EXERCISE: When you reach the records, transcribe all of them exactly.
----------
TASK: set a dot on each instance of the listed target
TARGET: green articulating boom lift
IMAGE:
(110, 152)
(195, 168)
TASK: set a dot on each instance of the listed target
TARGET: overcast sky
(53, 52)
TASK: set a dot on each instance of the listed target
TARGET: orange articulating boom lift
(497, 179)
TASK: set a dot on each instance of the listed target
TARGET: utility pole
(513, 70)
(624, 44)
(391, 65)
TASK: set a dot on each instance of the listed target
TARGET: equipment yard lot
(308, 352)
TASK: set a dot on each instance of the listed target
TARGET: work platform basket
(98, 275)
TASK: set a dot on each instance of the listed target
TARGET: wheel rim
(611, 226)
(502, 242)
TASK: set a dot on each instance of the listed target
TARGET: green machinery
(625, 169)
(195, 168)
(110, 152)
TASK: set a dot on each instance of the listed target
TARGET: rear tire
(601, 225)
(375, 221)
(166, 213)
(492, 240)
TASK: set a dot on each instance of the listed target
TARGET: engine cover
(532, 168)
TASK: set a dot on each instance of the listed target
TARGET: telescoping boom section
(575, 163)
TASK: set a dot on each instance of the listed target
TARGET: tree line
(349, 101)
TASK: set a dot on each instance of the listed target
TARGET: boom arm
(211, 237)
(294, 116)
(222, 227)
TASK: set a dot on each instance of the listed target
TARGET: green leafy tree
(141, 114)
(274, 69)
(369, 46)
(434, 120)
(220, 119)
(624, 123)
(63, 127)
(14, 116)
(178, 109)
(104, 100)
----------
YOUR SOLUTION:
TASK: set a dot on each instance of the listed target
TARGET: green articulating boom lift
IMAGE:
(110, 152)
(195, 168)
TASK: set a dot on each instance of the listed target
TARGET: overcast sky
(53, 52)
TASK: set a dot on each instance of the listed target
TARGET: orange articulating boom lift
(497, 179)
TASK: set a dot on each instance of the listed target
TARGET: utility pole
(513, 70)
(624, 44)
(391, 65)
TASK: set a dot on each instance of the listed target
TARGET: equipment yard lot
(308, 352)
TASK: set a dot on each instance of the listed target
TARGET: work platform basket
(98, 275)
TASK: set a dot on each instance of the listed target
TARGET: wheel rim
(611, 226)
(502, 242)
TASK: set a dot on each instance of the listed target
TARGET: green machinery
(625, 169)
(195, 168)
(110, 152)
TASK: set a dot on each instance of the listed target
TARGET: rear tire
(601, 225)
(375, 221)
(166, 213)
(492, 240)
TASK: set a dot on each instance of the listed target
TARGET: engine cover
(532, 168)
TASK: set a dot on each instance of the listed target
TARGET: telescoping boom section
(575, 163)
TASK: set a dot on each instance of the listed target
TARGET: tree line
(349, 101)
TASK: set a dot on each instance of the listed target
TARGET: boom arm
(211, 237)
(294, 116)
(222, 227)
TASK: set a dot on each instance of the listed target
TARGET: green leafy tree
(141, 114)
(274, 69)
(369, 46)
(434, 120)
(220, 119)
(624, 123)
(63, 127)
(14, 116)
(178, 109)
(104, 100)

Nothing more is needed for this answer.